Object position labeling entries
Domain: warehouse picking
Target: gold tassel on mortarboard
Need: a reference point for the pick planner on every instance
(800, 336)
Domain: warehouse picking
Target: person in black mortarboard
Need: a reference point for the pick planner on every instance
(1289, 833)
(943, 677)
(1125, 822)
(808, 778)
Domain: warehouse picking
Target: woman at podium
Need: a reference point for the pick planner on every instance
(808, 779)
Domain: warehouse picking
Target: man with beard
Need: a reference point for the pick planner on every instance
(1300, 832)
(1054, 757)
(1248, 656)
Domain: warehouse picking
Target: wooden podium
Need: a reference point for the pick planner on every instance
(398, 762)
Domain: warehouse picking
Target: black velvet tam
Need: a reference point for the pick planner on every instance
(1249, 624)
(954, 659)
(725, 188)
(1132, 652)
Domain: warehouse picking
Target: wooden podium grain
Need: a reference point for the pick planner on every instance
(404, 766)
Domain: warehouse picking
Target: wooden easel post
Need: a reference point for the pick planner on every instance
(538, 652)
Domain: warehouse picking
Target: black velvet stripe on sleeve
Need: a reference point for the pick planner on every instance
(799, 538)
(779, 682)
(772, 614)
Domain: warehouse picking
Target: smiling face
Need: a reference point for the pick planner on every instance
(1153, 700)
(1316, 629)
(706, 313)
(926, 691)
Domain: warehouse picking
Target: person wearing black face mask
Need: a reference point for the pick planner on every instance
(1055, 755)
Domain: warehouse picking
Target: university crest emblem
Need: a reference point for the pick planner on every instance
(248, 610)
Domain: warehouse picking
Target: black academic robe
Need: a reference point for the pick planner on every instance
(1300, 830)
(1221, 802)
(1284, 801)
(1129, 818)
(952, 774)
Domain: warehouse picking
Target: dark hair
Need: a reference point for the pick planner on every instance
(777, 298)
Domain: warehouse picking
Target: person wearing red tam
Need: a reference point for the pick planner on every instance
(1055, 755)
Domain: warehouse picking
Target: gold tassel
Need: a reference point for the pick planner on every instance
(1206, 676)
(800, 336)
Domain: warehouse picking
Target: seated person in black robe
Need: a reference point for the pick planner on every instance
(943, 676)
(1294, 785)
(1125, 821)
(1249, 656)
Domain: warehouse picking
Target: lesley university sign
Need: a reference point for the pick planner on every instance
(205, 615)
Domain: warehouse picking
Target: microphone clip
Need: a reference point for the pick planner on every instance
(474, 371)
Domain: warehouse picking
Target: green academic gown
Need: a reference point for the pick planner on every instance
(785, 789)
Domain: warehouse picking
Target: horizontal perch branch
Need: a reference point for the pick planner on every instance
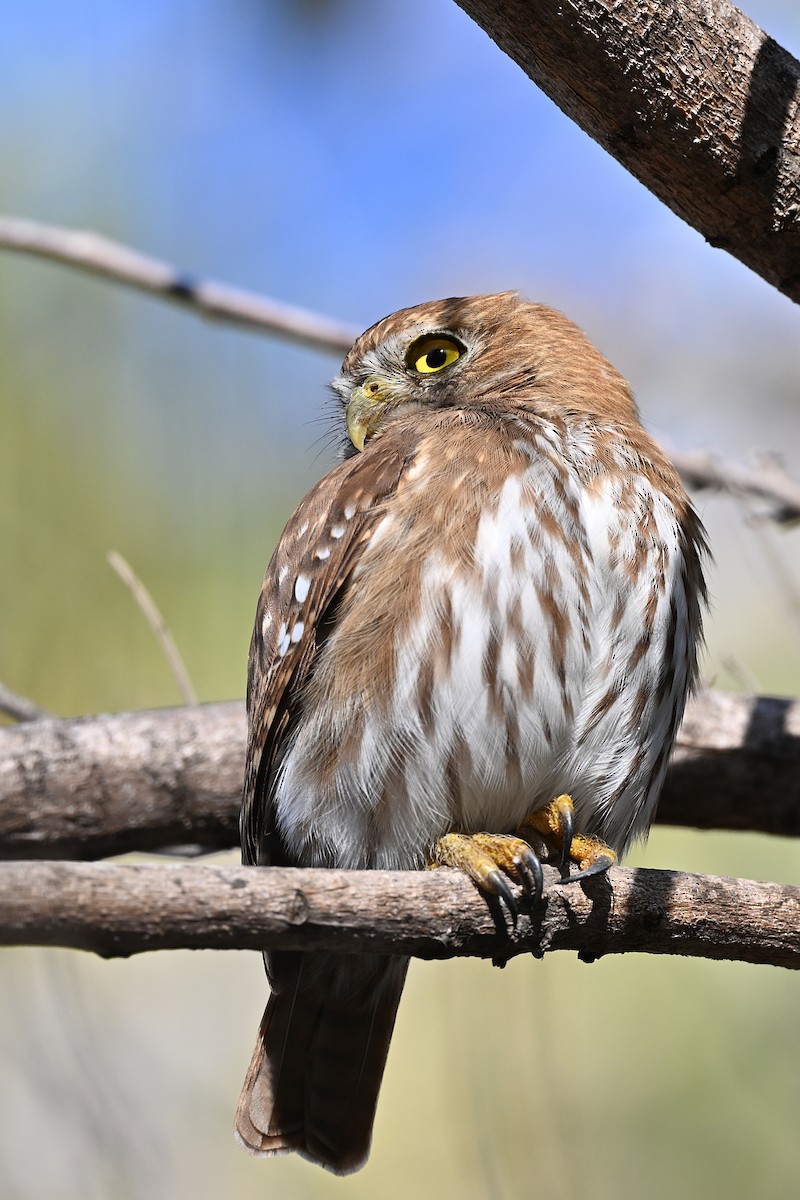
(121, 910)
(216, 301)
(103, 785)
(692, 97)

Task brief - Exclude every picture and copy the remaining data exactly.

Answer below -
Domain: warehouse picking
Target: gold tassel on mortarboard
Need: a reference point for the pick planner on every instance
(800, 336)
Domain: warehouse picking
Target: person in black mortarboard
Need: a reference point for the pick planner on every instance
(1289, 833)
(943, 677)
(1125, 822)
(808, 778)
Domain: warehouse picking
Target: woman at podium
Need: a reference point for the pick planner on every instance
(808, 779)
Domain: warehouse picking
Target: man with beard
Need: a reference point for the pick planner on every instance
(1300, 832)
(1054, 757)
(1248, 656)
Domain: warehouse picking
Target: wooden podium
Need: a reference point for the pick planner on every instance
(398, 762)
Domain: warehouse picking
Target: black velvet tam
Need: a reference point for the pick planner on every instance
(1249, 624)
(954, 659)
(725, 188)
(1132, 652)
Domain: warehouse picking
Target: wooden podium grain
Need: a reference point for the pick planner on every instance
(404, 766)
Domain: warehouse picking
Target: wooden easel post
Need: a reference point for the pick planner on every instance
(538, 652)
Domain: warehouse picking
Target: black velvet stripe on sleeve
Need: a reference point for the pick planner on every instance
(799, 538)
(779, 682)
(772, 614)
Domain: warehouse picking
Target: smiling face
Need: a reference point for the pick planner on every instance
(1153, 700)
(1316, 629)
(706, 313)
(926, 691)
Domain: warehouse picking
Target: person wearing black face mask
Need: a reference point for the pick planner on every instance
(1055, 755)
Domain: warehouse picking
Target: university crest emblem
Need: a reference point for the pick planner on every instance
(248, 610)
Domain: warehouse picking
Target: black academic robe
Need: a reference point for the pick planner on every instance
(1300, 830)
(1221, 802)
(1284, 801)
(1129, 818)
(952, 774)
Domain: warehouse picking
Target: dark hair
Need: a reference point for the pick planner on every instance
(777, 298)
Domain: warehouse picking
Target: person wearing red tam
Need: a reference point for the pick planner on every instance
(1055, 755)
Domain: warehouse picking
Target: gold tassel
Need: a reference point for the pick planner on every instance
(1206, 676)
(800, 336)
Domain: warehouse picking
Target: seated person in black robe
Need: a reference point for the pick planner on every instance
(943, 676)
(1294, 785)
(1125, 821)
(1249, 656)
Domain: warehouse picking
Target: lesley university sign
Need: a reference point for the pick planner on every instance
(205, 615)
Domain: warehouse picking
Target: microphone clip
Need: a reference point for the pick planner on every instance
(474, 371)
Domain: warehouse picking
Target: green academic gown
Need: a reference point for the pick planner on every instance
(785, 789)
Domain: warehouse picking
Target: horizontal perch branch
Need: a reference point for the pick planner on every instance
(121, 910)
(216, 301)
(103, 785)
(692, 97)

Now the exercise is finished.